__ACTIVIDAD 1__:
Responde estas preguntas sobre el texto acerca de Tony Judt:
(a) ¿Qué nombre le puso Judt a su libro?
(b) ¿A imagen de qué lugar estaba erigido el chalet de su vida?
(c) ¿Cómo se titula el libro del que Judt tomó la idea del Chalet de la Memoria?
__ACTIVIDAD 2__:
Reproduce sin cambios el pasaje del texto sobre Tony Judt que va desde "CARTUCHOS DE HARINA" hasta "infancia de Tony.", incluido este último.

__FRAGMENTO DEL TEXTO__:
"""

CARTUCHOS DE HARINA
La choza de mi memoria
La choza de mi memoria
Gonzalo Mendieta Romero.- Tony Judt, historiador inglés muerto hace unos años, dejó un libro “escrito” al final de su vida, cuando la atrofia le impedía moverse, salvo por los ojos y algún músculo facial. Él bautizó a su libro: El Chalet de la Memoria.
Con la ayuda de quién sabe qué artefacto que registrara sus recorridos nocturnos, Judt repasaba en su memoria lugares y rostros, engañando a su cuerpo inerte y dolido. En ese libro, Judt guardó sus viajes imaginarios por el chalet de su vida, erigido a imagen de la cabaña suiza en que los Judt vacacionaban hace más de 50 años, en la infancia de Tony.
El historiador pasó así las noches de sus últimos meses de vida. En esas veladas de muda soledad, no haber asentido con los párpados a la enfermera para que lo dejara en la postura cabal, tenía como efecto un infinito martirio, como si un estilete escarbara su espalda.
Judt fue sometido a esa tortura por un afanado demonio que se valía de la desventaja de su víctima, que ni acurrucarse podía en la cama. Hasta que leí el libro de Judt, desatendía el prodigio de estirar las piernas entre las sábanas, cambiando de lado el cuerpo a voluntad (y sin secuelas, a diferencia de lo que ocurre en la política o la ética), con el dominio de un genuino dios.
Judt tomó la idea del Chalet de la Memoria de un libro acerca del jesuita Mateo Ricci, el “primer” occidental en circular por Beijing. Ese libro se titula El Palacio de la Memoria de Mateo Ricci y narra la historia del jesuita que asombró con gimnasias mnemotécnicas, a la aislada China del siglo XVI. Ricci –cojo como el fundador de su orden religiosa– era un sabio que sustituía su ropa de cuervo jesuita por hábitos de seda –inculturándose–, sólo para ser oído en las claves culturales de su audiencia.

"""

__DATOS DE ORIGEN__:
"""

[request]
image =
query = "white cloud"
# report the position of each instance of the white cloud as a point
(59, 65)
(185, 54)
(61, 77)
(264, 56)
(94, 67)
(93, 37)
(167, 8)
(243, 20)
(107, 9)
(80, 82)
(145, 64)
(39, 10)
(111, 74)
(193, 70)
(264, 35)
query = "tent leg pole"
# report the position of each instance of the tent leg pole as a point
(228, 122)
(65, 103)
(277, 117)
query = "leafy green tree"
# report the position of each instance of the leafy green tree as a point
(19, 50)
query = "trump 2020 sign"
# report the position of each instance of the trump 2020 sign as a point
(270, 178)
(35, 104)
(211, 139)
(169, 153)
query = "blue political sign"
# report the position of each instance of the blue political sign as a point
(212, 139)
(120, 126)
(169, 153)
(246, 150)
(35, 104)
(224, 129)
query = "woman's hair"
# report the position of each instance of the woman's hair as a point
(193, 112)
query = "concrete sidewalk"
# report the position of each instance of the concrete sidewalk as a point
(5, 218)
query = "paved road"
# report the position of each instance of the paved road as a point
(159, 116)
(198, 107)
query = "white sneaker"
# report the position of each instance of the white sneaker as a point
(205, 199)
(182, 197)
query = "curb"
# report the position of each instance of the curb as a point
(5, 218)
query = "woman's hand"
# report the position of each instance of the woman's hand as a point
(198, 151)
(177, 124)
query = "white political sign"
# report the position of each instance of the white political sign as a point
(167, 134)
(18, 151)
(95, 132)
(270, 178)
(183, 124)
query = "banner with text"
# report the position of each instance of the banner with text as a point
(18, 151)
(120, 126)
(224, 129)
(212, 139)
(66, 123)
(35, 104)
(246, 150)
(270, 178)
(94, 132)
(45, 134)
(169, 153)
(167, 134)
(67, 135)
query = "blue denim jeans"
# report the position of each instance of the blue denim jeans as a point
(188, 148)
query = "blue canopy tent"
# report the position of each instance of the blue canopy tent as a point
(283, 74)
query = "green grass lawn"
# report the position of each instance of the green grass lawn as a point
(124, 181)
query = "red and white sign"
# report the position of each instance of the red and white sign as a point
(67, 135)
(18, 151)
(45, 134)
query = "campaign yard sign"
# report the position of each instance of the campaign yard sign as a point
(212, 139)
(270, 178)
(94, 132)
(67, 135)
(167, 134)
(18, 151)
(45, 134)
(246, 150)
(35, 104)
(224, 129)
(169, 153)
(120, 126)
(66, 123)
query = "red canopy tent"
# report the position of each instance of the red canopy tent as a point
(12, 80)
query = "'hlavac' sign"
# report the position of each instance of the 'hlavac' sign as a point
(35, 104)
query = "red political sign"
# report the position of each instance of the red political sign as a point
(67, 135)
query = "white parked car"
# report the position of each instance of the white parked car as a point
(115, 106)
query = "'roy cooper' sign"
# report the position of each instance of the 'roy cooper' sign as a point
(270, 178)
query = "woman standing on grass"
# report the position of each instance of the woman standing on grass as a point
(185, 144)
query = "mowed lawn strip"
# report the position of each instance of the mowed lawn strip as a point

"""

__RESPUESTA 1__:
(a) El Chalet de la Memoria.
(b) De la cabaña suiza en que los Judt vacacionaban hace más de 50 años, en la infancia de Tony.
(c) El Palacio de la Memoria de Mateo Ricci.

__RESPUESTA 2__:
CARTUCHOS DE HARINA
La choza de mi memoria
La choza de mi memoria
Gonzalo Mendieta Romero.- Tony Judt, historiador inglés muerto hace unos años, dejó un libro “escrito” al final de su vida, cuando la atrofia le impedía moverse, salvo por los ojos y algún músculo facial. Él bautizó a su libro: El Chalet de la Memoria.
Con la ayuda de quién sabe qué artefacto que registrara sus recorridos nocturnos, Judt repasaba en su memoria lugares y rostros, engañando a su cuerpo inerte y dolido. En ese libro, Judt guardó sus viajes imaginarios por el chalet de su vida, erigido a imagen de la cabaña suiza en que los Judt vacacionaban hace más de 50 años, en la infancia de Tony.